• _Task_: Within the data below, determine how many lines contain "instance" and supply only that figure.

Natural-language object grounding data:
[Start of section]
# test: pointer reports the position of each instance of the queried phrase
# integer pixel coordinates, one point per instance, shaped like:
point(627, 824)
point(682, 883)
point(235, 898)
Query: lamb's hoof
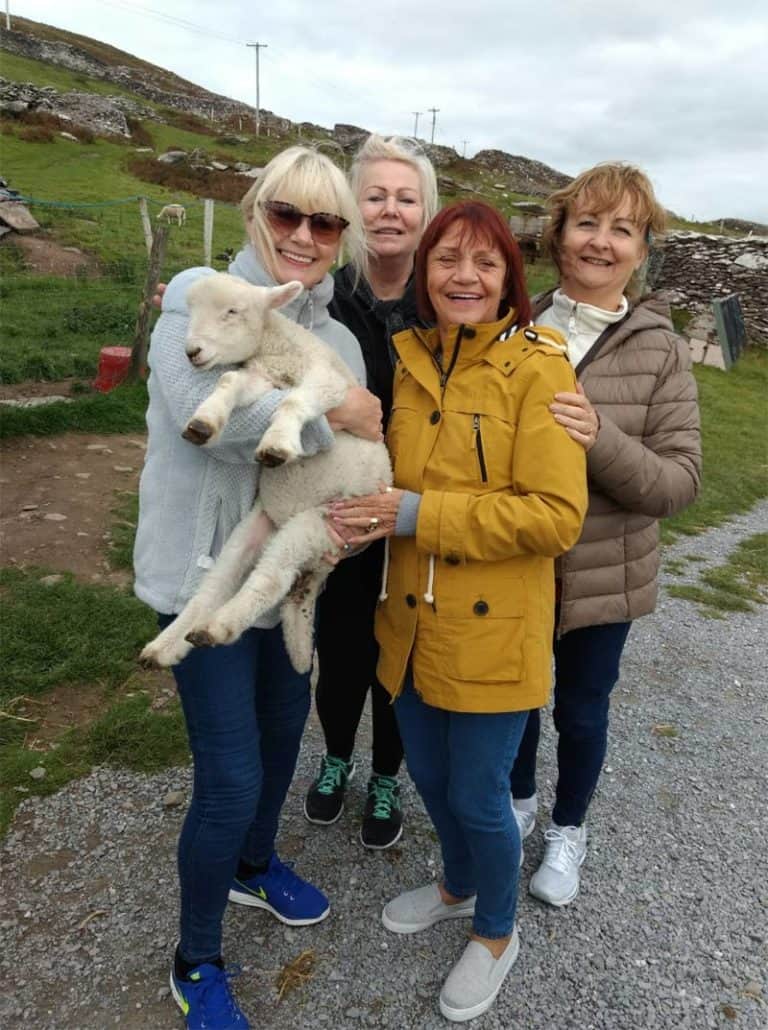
[End of section]
• _Expected output_: 2